■ THE REQUEST:
Convert the lines of the records below, from the line holding "Category: concrete planter" through the line holding "[334,122,411,145]", inclusive, into a Markdown table. Use the columns Row and Line, number each row, and leave out blank lines.

═══ STORED ROWS ═══

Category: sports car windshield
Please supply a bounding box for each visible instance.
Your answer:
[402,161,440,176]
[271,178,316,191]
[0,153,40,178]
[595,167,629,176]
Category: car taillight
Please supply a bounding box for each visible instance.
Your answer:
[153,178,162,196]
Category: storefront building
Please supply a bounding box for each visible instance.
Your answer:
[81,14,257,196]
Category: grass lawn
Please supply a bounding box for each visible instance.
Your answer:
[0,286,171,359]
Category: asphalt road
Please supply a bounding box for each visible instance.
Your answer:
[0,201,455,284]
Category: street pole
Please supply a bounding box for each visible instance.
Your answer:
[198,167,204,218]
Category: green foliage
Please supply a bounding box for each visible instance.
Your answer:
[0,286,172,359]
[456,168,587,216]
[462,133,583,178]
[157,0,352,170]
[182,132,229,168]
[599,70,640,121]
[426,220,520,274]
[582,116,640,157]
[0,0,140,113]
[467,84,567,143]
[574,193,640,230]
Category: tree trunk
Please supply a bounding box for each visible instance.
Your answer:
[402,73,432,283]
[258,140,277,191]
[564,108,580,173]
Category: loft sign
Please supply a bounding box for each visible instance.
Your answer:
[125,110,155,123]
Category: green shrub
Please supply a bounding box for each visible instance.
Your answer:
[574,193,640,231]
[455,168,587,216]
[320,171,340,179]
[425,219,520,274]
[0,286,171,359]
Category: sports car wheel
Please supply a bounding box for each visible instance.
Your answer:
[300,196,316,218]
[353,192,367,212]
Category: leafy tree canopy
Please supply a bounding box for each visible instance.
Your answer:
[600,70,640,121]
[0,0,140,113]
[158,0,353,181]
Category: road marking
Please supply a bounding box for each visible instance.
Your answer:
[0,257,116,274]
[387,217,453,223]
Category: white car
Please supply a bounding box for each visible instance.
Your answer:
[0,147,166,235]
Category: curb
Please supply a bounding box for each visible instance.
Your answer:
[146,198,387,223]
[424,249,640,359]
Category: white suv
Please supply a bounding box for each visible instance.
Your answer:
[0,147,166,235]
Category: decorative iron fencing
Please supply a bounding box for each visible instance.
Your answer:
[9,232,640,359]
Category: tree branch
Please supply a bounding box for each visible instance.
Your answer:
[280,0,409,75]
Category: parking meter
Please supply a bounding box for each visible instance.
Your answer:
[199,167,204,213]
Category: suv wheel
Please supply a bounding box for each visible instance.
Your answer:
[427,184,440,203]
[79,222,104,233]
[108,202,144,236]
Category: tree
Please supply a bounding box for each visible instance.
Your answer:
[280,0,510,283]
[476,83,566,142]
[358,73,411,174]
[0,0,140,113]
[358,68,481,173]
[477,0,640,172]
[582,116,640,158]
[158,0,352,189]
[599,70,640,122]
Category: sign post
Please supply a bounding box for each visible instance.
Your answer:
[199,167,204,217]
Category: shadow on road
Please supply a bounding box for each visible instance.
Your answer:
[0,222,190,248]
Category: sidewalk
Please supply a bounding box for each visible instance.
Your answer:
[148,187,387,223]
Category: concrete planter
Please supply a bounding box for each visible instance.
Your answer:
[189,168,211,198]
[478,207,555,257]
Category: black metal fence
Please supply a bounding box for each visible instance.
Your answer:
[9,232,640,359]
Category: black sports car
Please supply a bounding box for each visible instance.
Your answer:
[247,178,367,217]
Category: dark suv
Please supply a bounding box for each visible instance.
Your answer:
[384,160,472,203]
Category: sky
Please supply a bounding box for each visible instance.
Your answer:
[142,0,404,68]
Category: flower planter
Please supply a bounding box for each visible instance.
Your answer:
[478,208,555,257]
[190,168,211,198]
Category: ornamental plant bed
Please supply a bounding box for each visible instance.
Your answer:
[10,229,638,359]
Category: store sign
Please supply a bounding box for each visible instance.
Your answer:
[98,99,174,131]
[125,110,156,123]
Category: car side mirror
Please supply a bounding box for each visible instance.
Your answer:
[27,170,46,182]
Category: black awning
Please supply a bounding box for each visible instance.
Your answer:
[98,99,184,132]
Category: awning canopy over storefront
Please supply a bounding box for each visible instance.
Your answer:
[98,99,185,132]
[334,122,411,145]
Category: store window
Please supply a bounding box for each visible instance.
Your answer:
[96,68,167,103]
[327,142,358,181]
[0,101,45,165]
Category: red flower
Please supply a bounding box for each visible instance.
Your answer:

═══

■ EXERCISE SOLUTION:
| Row | Line |
|---|---|
| 1 | Category: concrete planter |
| 2 | Please supply a bounding box for each visible instance. |
| 3 | Your answer: |
| 4 | [189,168,211,198] |
| 5 | [478,207,555,257] |
| 6 | Category: black metal fence |
| 7 | Please supply a bounding box for each visible instance. |
| 8 | Your answer: |
| 9 | [9,232,640,359] |
| 10 | Category: black sports car |
| 11 | Please supply a bounding box for each visible instance. |
| 12 | Your answer: |
| 13 | [247,178,367,217] |
| 14 | Category: dark suv |
| 15 | Please supply a bounding box for each visible instance. |
| 16 | Your answer: |
| 17 | [384,160,472,203] |
| 18 | Category: sky |
| 19 | Please supply a bounding box for each visible instance. |
| 20 | Your answer: |
| 21 | [142,0,404,68] |
| 22 | Category: flower planter |
| 23 | Please supply a bounding box for each visible instance. |
| 24 | Your answer: |
| 25 | [478,208,555,257] |
| 26 | [190,168,211,198] |
| 27 | Category: ornamental plant bed |
| 28 | Please supply a bounding box for each visible instance. |
| 29 | Your answer: |
| 30 | [10,229,638,359] |
| 31 | Category: store sign |
| 32 | Please supply a bounding box for each visible instance. |
| 33 | Your answer: |
| 34 | [98,99,174,131] |
| 35 | [125,110,156,123] |
| 36 | Category: car side mirror |
| 37 | Please supply a bounding box for each visible instance. |
| 38 | Your answer: |
| 39 | [27,170,46,182] |
| 40 | Category: black awning |
| 41 | Please supply a bounding box for each visible instance. |
| 42 | Your answer: |
| 43 | [98,99,184,132] |
| 44 | Category: awning canopy over storefront |
| 45 | Please supply a bounding box for each visible instance. |
| 46 | Your answer: |
| 47 | [98,99,185,132] |
| 48 | [334,122,411,145] |